## Excerto do texto

=-=-=-=-=

Do lado da unidade fabril, Sandro Conceição, responsável de coprocessamento do grupo Intercement/Cimpor, explica que os resíduos queimados num dos três fornos da cimenteira de Souselas representam anualmente “três ou quatro por cento” do combustível necessário para a produção de cimento. Os resíduos que a Cimpor recebe incluem plásticos e cartão, tintas e óleos usados “que já não podem ser reciclados”, diz Sandro Conceição, lembrando que, previamente à sua utilização pela cimenteira, existe um processo de reciclagem, nomeadamente nos Centros Integrados de Recuperação, Valorização e Eliminação de Resíduos Perigosos (CIRVER).
Os resíduos são descarregados num sistema “autónomo e isolado” nas instalações fabris, de onde são direcionados ao forno, sem que haja cheiros para o exterior ou contacto com os trabalhadores da fábrica, conforme constatou a agência Lusa na visita que efetuou às instalações da Cimpor em Souselas. “Este processo, logicamente, cumpre todo um conjunto de requisitos que têm de ser cumpridos, nomeadamente o controlo das emissões, o controlo do processo operacional, segurança e qualidade, e só quando essas condições são todas garantidas é que nós conseguimos então fazer a injeção desses combustíveis e utilizá-los, valorizando-os, substituindo nessa altura os combustíveis fosseis utilizados normalmente no forno”, declarou Sandro Conceição.
Já Susana Coimbra, diretora fabril da Cimpor/Souselas, destaca a ligação da unidade industrial à comunidade, frisando que todos os anos “várias centenas de pessoas” visitam as instalações “para que possam, da forma mais transparente e objetiva possível, ver como se produz cimento, como é que se coprocessa [resíduos] e como é que todos esses controlos são efetivamente feitos”. “Ao longo dos anos foram instalados vários dispositivos de minimização das nossas emissões, de forma que o nosso impacto na população fosse reduzido. O que se via há 20 anos quando se passava aqui perto da fábrica é substancialmente diferente do que se vê hoje”, argumentou Susana Coimbra.
Apesar da melhoria ambiental, subsistem algumas questões relacionadas com a saúde das populações, nomeadamente a ausência de uma comissão de acompanhamento, que chegou a ser anunciada mas que não foi criada, lembra Massano Cardoso, médico especialista em Saúde Pública e outro dos rostos da luta contra a coincineração. “Como os estudos que na altura foram realizados provaram um défice de saúde bastante acentuado, fiquei muito surpreendido pelo facto de não haver a tal comissão de acompanhamento que foi prometida politicamente.

=-=-=-=-=

## Excertos de registos
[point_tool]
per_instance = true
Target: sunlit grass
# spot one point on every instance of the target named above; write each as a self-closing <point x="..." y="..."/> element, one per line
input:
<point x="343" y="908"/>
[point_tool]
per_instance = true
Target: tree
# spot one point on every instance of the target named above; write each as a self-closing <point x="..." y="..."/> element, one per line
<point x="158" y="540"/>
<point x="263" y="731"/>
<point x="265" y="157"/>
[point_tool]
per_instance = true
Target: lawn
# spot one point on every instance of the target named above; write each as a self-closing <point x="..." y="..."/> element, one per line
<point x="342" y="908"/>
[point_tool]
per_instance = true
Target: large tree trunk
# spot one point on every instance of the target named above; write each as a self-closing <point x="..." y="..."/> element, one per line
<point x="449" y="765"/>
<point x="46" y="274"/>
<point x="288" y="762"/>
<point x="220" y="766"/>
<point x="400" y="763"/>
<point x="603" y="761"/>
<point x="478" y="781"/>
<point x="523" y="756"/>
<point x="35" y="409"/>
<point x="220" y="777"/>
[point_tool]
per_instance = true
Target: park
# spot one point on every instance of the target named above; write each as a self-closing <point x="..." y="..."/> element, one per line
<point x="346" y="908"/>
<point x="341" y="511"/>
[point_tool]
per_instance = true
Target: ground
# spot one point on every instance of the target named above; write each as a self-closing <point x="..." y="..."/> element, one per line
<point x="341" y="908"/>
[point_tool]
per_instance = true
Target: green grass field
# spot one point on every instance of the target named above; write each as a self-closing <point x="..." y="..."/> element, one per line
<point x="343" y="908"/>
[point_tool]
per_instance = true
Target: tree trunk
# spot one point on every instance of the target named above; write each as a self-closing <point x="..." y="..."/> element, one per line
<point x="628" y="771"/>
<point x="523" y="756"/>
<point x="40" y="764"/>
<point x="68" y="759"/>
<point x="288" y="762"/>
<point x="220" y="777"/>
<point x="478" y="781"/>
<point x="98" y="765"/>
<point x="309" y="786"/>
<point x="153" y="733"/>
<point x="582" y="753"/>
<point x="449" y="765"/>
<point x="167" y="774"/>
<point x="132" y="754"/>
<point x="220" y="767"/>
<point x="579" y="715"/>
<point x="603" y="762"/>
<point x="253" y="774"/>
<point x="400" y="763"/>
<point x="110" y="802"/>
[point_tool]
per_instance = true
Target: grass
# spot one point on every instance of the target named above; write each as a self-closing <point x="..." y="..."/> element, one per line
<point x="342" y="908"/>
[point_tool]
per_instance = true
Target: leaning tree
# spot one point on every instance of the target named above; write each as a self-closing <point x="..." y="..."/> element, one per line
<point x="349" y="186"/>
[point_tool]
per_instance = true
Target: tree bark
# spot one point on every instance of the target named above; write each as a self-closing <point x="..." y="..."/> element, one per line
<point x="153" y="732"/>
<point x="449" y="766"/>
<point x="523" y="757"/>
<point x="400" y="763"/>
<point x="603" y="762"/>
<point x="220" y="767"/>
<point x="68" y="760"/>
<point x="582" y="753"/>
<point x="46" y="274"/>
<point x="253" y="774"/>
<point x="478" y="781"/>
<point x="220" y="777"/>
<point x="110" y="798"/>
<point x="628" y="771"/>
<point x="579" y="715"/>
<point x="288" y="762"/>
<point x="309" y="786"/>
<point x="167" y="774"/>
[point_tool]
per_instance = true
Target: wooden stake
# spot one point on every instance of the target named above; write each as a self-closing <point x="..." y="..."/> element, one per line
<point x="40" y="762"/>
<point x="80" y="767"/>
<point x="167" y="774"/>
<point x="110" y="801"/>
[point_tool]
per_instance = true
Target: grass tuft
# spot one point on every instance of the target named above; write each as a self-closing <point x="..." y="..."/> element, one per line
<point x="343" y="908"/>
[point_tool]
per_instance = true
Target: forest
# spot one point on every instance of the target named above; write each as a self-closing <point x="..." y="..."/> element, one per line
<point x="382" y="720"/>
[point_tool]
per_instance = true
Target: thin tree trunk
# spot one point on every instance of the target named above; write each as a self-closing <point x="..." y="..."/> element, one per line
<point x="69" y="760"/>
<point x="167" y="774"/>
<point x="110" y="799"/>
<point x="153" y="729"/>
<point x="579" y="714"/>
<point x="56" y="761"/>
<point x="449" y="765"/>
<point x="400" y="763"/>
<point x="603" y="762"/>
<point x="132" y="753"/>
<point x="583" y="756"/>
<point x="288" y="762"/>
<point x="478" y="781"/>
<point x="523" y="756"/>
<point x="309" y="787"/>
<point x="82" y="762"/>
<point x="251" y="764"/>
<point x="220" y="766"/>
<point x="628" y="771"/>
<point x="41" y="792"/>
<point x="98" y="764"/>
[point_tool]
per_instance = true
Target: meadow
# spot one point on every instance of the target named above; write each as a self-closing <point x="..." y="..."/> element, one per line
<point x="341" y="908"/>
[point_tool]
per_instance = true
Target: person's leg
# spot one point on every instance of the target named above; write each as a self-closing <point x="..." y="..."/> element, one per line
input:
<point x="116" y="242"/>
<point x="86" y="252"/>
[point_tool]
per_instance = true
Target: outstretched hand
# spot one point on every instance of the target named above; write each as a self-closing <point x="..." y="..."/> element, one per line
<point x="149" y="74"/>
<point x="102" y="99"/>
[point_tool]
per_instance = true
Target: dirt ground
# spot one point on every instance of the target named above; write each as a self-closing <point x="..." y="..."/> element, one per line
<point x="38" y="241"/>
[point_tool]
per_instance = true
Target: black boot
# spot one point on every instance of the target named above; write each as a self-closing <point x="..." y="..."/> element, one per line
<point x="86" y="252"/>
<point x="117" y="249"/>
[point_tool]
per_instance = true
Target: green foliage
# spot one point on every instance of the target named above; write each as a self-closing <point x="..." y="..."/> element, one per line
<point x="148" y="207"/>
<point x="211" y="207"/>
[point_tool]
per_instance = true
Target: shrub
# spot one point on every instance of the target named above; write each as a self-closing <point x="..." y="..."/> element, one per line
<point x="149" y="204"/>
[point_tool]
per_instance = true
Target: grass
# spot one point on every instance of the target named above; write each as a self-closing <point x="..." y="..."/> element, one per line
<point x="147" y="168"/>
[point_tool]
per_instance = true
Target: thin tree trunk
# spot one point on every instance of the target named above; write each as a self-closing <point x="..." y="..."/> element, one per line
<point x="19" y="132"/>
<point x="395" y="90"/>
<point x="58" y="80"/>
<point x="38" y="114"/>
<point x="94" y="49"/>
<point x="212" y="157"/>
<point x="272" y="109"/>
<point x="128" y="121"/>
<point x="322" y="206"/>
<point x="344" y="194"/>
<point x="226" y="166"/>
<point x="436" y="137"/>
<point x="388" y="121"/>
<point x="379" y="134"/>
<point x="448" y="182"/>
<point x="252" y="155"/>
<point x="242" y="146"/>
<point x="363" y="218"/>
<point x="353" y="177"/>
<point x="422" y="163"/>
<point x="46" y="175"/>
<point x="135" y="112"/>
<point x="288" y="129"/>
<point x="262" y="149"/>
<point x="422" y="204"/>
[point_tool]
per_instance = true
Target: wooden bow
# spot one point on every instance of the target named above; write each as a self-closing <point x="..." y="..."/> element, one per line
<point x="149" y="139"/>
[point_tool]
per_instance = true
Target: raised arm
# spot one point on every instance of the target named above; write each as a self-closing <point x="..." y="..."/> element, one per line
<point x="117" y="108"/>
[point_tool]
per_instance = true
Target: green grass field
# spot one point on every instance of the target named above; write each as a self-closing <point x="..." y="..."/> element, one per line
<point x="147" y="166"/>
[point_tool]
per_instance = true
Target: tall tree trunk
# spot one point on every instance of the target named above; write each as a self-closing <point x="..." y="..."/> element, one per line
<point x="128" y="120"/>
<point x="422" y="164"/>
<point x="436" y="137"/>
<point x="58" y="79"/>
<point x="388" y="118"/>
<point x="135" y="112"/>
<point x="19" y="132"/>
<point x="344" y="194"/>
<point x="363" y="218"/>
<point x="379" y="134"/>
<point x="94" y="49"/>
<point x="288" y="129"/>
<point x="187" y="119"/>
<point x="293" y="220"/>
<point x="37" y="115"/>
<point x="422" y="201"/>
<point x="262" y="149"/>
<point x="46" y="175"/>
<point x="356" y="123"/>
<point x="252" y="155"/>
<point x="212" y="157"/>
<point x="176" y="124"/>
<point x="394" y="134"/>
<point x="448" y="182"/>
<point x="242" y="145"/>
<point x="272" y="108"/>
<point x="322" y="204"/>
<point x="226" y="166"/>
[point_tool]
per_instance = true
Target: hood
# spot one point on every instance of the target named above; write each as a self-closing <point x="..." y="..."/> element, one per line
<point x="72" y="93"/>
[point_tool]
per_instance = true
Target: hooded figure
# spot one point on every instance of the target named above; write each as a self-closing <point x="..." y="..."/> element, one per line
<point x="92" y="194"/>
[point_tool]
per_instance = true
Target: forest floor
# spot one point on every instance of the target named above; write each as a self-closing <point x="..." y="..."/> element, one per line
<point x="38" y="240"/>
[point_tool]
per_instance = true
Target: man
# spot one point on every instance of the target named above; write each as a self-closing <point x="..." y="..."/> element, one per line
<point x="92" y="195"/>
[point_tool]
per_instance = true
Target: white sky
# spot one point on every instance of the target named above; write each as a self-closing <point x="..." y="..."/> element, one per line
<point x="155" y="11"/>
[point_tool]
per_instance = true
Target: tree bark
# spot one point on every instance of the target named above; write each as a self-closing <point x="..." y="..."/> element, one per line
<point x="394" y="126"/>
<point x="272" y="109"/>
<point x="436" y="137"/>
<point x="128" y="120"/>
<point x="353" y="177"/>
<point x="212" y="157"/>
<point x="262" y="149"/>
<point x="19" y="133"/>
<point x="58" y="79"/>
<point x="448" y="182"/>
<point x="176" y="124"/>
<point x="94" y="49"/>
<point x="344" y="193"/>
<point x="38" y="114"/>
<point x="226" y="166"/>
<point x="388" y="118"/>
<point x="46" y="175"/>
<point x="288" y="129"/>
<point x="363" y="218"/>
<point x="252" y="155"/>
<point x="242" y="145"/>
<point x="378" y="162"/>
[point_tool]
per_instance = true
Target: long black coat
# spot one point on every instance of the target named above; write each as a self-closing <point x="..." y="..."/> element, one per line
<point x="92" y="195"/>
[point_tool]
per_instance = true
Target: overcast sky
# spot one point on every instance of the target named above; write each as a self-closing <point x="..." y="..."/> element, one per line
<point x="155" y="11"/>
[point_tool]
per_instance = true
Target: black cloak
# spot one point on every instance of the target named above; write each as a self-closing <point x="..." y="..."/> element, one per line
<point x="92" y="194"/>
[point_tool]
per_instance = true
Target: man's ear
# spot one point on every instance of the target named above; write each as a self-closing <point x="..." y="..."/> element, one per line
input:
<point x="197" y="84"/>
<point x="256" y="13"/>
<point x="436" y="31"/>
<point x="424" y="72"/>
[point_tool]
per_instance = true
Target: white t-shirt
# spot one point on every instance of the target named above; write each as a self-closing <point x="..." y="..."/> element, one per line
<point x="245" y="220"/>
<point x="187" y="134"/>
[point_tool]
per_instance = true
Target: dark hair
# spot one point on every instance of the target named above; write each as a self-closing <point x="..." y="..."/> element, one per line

=-=-=-=-=

## Exercícios propostos
• a. Transcreva, do texto sobre a cimenteira de Souselas, todo o trecho que vai desde "Os resíduos são" até "declarou Sandro Conceição.".
• b. No texto sobre a cimenteira de Souselas, que parte do combustível necessário para produzir cimento representam anualmente os resíduos queimados?

## Exercícios resolvidos
• a.
Os resíduos são descarregados num sistema “autónomo e isolado” nas instalações fabris, de onde são direcionados ao forno, sem que haja cheiros para o exterior ou contacto com os trabalhadores da fábrica, conforme constatou a agência Lusa na visita que efetuou às instalações da Cimpor em Souselas. “Este processo, logicamente, cumpre todo um conjunto de requisitos que têm de ser cumpridos, nomeadamente o controlo das emissões, o controlo do processo operacional, segurança e qualidade, e só quando essas condições são todas garantidas é que nós conseguimos então fazer a injeção desses combustíveis e utilizá-los, valorizando-os, substituindo nessa altura os combustíveis fosseis utilizados normalmente no forno”, declarou Sandro Conceição.

• b. Representam "três ou quatro por cento" do combustível necessário para a produção de cimento.